## Required task
Every entry needs to be reproduced exactly.

## Records shown
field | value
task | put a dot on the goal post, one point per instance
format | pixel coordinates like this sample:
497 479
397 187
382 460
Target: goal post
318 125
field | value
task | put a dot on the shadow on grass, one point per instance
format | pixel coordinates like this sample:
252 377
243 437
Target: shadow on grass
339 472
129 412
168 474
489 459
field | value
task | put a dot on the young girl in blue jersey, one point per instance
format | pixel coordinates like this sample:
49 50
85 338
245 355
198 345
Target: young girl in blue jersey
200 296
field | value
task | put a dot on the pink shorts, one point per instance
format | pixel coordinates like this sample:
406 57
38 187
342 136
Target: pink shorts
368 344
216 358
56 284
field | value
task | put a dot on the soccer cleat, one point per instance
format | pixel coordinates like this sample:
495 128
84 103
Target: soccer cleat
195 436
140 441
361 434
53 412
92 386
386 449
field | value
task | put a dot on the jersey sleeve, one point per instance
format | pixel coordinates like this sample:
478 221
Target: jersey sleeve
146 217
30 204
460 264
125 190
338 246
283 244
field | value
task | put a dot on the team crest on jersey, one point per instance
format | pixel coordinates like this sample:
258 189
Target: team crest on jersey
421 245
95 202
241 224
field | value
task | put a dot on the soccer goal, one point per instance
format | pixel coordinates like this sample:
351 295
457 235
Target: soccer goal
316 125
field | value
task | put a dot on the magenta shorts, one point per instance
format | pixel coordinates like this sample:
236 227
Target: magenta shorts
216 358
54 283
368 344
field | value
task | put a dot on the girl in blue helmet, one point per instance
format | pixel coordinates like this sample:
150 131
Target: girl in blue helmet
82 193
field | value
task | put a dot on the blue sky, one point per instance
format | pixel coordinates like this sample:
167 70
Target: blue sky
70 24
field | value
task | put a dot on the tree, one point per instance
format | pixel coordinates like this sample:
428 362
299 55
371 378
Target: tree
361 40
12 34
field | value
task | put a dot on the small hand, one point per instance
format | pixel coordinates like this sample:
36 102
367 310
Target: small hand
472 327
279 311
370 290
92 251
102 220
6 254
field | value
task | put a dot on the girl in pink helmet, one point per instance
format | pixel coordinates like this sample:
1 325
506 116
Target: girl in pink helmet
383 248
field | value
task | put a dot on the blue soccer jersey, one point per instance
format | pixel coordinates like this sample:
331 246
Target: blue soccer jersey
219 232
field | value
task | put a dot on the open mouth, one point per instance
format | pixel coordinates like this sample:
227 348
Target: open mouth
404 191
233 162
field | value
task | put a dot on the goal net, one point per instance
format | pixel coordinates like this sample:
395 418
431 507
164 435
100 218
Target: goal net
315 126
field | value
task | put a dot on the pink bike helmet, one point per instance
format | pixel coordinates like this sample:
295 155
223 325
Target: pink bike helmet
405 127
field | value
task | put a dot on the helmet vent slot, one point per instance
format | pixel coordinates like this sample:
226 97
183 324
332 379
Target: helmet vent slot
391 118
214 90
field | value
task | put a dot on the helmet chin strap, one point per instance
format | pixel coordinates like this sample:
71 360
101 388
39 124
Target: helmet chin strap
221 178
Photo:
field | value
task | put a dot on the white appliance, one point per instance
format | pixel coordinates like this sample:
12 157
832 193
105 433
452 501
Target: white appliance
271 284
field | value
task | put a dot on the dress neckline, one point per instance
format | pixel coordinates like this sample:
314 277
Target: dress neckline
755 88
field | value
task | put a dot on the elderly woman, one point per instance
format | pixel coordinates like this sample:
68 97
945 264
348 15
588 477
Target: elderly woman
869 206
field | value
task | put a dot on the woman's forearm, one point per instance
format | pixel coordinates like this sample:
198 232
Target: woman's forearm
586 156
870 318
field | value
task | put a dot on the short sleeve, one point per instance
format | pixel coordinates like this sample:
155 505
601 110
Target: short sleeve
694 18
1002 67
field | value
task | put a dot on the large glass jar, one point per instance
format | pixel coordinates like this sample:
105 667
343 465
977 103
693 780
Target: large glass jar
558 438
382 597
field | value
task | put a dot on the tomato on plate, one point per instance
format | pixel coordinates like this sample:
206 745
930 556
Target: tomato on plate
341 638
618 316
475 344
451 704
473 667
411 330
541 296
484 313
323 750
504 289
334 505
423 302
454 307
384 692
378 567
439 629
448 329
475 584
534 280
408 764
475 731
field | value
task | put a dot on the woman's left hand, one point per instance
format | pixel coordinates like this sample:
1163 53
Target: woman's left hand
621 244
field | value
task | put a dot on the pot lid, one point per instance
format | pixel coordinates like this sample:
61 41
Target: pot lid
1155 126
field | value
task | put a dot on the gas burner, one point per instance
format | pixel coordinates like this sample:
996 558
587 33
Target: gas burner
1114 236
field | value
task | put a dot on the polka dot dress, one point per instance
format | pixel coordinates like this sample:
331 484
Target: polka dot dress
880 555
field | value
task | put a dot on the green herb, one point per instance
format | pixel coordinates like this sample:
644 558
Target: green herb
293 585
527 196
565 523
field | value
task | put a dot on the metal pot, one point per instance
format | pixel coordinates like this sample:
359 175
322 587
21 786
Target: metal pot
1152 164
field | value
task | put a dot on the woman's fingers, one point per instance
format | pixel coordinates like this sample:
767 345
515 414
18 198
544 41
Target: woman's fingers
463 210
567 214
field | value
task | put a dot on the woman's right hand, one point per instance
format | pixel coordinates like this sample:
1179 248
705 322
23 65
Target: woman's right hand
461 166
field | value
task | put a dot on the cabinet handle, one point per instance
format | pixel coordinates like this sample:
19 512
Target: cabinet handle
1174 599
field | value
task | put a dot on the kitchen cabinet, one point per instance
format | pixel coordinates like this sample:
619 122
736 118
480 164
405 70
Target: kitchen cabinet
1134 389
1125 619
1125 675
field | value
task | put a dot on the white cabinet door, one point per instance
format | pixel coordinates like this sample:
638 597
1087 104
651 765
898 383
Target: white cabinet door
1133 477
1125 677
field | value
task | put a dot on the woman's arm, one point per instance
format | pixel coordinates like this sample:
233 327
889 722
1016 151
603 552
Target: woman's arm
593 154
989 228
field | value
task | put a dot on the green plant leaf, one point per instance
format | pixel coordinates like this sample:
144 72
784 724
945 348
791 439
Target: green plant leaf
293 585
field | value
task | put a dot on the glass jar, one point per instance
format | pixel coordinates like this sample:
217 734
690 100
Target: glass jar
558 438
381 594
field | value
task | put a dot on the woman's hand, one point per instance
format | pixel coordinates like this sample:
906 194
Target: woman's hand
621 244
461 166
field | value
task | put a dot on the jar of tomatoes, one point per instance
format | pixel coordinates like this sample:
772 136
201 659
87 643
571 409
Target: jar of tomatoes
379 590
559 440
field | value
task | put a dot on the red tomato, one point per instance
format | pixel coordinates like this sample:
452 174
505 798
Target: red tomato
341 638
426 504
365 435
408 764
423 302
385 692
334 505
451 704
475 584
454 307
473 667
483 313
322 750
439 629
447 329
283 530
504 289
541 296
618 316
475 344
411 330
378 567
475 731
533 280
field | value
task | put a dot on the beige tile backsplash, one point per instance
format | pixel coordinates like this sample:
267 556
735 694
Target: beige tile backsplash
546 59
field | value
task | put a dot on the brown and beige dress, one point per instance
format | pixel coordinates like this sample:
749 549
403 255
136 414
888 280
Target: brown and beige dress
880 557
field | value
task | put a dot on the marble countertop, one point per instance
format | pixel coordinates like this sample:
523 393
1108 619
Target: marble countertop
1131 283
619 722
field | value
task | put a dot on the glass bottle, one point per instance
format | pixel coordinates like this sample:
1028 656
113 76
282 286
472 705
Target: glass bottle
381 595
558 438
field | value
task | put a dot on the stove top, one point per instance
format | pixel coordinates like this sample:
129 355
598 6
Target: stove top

## Final answer
field | value
task | put a dot on the goal post, one point per instance
format | pixel coordinates like this sample:
497 479
397 187
382 460
Target: goal post
318 125
field | value
task | put a dot on the shadow on grass, one point per instance
format | pixel coordinates like this sample:
252 377
243 437
Target: shadow on grass
339 472
129 412
168 474
489 459
field | value
task | put a dot on the young girl in blue jersey, one point per instance
format | pixel coordinates like this sample:
49 50
85 338
245 355
198 345
Target: young girl in blue jersey
200 296
field | value
task | put a dot on the pink shorts, one point per instance
format | pixel coordinates like this sample:
406 57
38 187
342 136
Target: pink shorts
368 344
216 358
56 284
field | value
task | put a dot on the soccer cleat, one point per instance
format | pixel coordinates like this sample:
495 128
84 103
Target: soccer cleat
195 436
140 441
361 434
53 412
92 386
386 449
field | value
task | put a dot on the jersey sleeve, one point per instance
format | pixel coordinates like this sample:
478 221
Target: jersey sleeve
146 217
30 204
460 264
125 190
338 246
283 244
field | value
task | put a dot on the team crest on jersey, one point per instance
format | pixel coordinates like this sample:
258 189
Target: team crest on jersey
421 245
95 202
241 224
field | value
task | put a dot on the soccer goal, one point per instance
format | pixel coordinates like this sample:
351 295
457 235
Target: soccer goal
316 125
field | value
task | put a dot on the magenta shorts, one point per instance
format | pixel coordinates like this sample:
236 227
Target: magenta shorts
216 358
54 283
368 344
field | value
task | put a dot on the girl in blue helmet, one point per instance
format | pixel coordinates like this sample:
150 131
Target: girl in blue helmet
82 193
field | value
task | put a dot on the blue sky, one point per instance
format | pixel coordinates like this sample:
167 70
Target: blue sky
70 24
field | value
task | put a dot on the tree, one point per instance
format | pixel coordinates like this sample:
428 362
299 55
371 378
Target: tree
361 40
12 34
field | value
task | put a dot on the small hand, one point per instance
format | pixel coordinates like this sample:
36 102
367 310
Target: small hand
472 327
279 311
370 290
92 251
102 220
6 254
field | value
task | put a dot on the girl in pink helmet, one point per instance
format | pixel coordinates like this sample:
1 325
506 116
Target: girl in pink helmet
383 248
field | value
task | put a dot on the blue soccer jersey, one point per instance
format | pixel coordinates like this sample:
331 246
Target: blue soccer jersey
219 232
field | value
task | put a dot on the open mouth, one point per instance
format | pixel coordinates like this sample:
227 348
Target: open mouth
404 191
233 162
field | value
task | put a dot on the goal net, one point per instance
format | pixel coordinates like this sample:
395 418
431 507
164 435
100 218
Target: goal net
315 126
field | value
task | put a dot on the pink bike helmet, one point per instance
format | pixel coordinates like this sample:
295 155
223 325
Target: pink bike helmet
405 127
field | value
task | put a dot on the helmet vent slot, one point per instance
format | pixel coordinates like this sample:
226 97
183 324
332 379
Target: helmet vent slot
391 118
214 90
field | value
task | put a dot on the helmet chin strap, one point per instance
format | pixel coordinates like this sample:
71 360
101 388
39 124
Target: helmet chin strap
221 178
Photo:
field | value
task | put a dot on the white appliance, one point per instance
format | pixel coordinates like this sample:
12 157
832 193
105 433
452 501
Target: white appliance
271 284
field | value
task | put a dot on the dress neckline, one point per instance
format | pixel coordinates like this sample:
314 277
Target: dress neckline
755 88
field | value
task | put a dot on the elderly woman, one point per instance
format | pixel coordinates like this sample:
68 97
945 264
348 15
588 477
Target: elderly woman
869 206
field | value
task | put a dot on the woman's forearm, one point per instance
format | pixel coordinates like this sample:
198 232
Target: woman's forearm
586 156
870 318
field | value
task | put a dot on the short sleeve, one point per instance
format | pixel coordinates like this sample:
155 505
601 110
Target: short sleeve
694 18
1002 67
field | value
task | put a dot on the large glass jar, one point per instance
format | pixel coordinates like this sample:
105 667
343 465
977 103
693 780
Target: large glass jar
558 438
382 597
field | value
task | put a dot on the tomato on plate, one point per instance
format | pixel coordinates like this sample:
206 745
930 556
Target: tomato on plate
341 638
618 316
475 344
451 704
473 667
411 330
541 296
484 313
323 750
504 289
334 505
423 302
454 307
384 692
378 567
439 629
448 329
475 584
534 280
408 764
475 731
field | value
task | put a dot on the woman's left hand, one point per instance
format | pixel coordinates like this sample:
1163 53
Target: woman's left hand
621 244
field | value
task | put a dot on the pot lid, one point per instance
format | pixel coordinates like this sample:
61 41
Target: pot lid
1155 126
field | value
task | put a dot on the gas burner, one point per instance
format | pixel coordinates like this sample:
996 558
587 33
Target: gas burner
1114 236
field | value
task | put a dot on the polka dot dress, one point per instance
format | pixel coordinates like this sample:
331 484
Target: polka dot dress
880 555
field | value
task | put a dot on the green herb, one point per instance
format | pixel coordinates like this sample:
644 558
Target: green herb
293 585
527 196
565 523
field | value
task | put a dot on the metal pot, one point per instance
format | pixel coordinates like this sample:
359 175
322 587
21 786
Target: metal pot
1152 164
field | value
task | put a dot on the woman's fingers, one point per instance
format | pixel coordinates like this sample:
767 345
515 414
18 198
544 41
Target: woman's fingers
463 210
567 214
field | value
task | put a dot on the woman's right hand, one point per instance
format | pixel coordinates like this sample:
1179 248
705 322
23 65
Target: woman's right hand
461 166
field | value
task | put a dot on the cabinet handle, one point per instance
format | pixel coordinates like this sample:
19 512
Target: cabinet handle
1174 599
field | value
task | put a dot on the kitchen cabinet, one point per instance
format | pixel coordinates like this sample:
619 122
736 118
480 164
405 70
Target: kitchen cabinet
1134 389
1125 619
1125 675
field | value
task | put a dot on the white cabinet door, one point per instance
format | pixel coordinates like this sample:
638 597
1087 104
651 765
898 383
Target: white cabinet door
1133 477
1125 677
field | value
task | put a dot on the woman's arm, one point per instance
format | pixel coordinates like this sample:
233 327
889 722
1016 151
603 552
Target: woman's arm
593 154
989 228
field | value
task | put a dot on the green plant leaf, one point per instance
format | pixel coordinates like this sample:
144 72
784 724
945 348
791 439
Target: green plant leaf
293 585
field | value
task | put a dot on the glass jar, one point per instance
format | pixel coordinates like this sample:
217 734
690 100
Target: glass jar
558 438
381 594
field | value
task | put a dot on the woman's hand, one point per instance
format | pixel coordinates like this sample:
906 194
Target: woman's hand
621 244
461 166
field | value
task | put a dot on the jar of tomatoes, one point per instance
format | pixel coordinates like this sample:
772 136
201 659
87 643
571 409
Target: jar of tomatoes
379 590
559 440
field | value
task | put a dot on the red tomato, one point per instance
format | pixel coordinates like this sample:
452 174
505 798
Target: red tomato
341 638
426 504
365 435
408 764
423 302
385 692
334 505
451 704
475 584
454 307
473 667
483 313
322 750
439 629
447 329
283 530
504 289
541 296
618 316
475 344
411 330
378 567
475 731
533 280
field | value
task | put a dot on the beige tile backsplash, one point per instance
format | pixel coordinates like this sample:
267 556
735 694
Target: beige tile backsplash
546 59
field | value
task | put a dot on the brown and beige dress, one point per instance
format | pixel coordinates like this sample:
749 549
403 255
136 414
888 280
Target: brown and beige dress
880 557
field | value
task | put a dot on the marble countertop, one point per instance
format | pixel coordinates like this sample:
523 393
1108 619
Target: marble countertop
1131 283
619 722
field | value
task | put a dot on the glass bottle, one point per instance
format | pixel coordinates like this sample:
1028 656
113 76
282 286
472 705
Target: glass bottle
381 595
558 438
field | value
task | put a dot on the stove top, one point per instance
format | pixel coordinates like this sample:
129 355
598 6
Target: stove top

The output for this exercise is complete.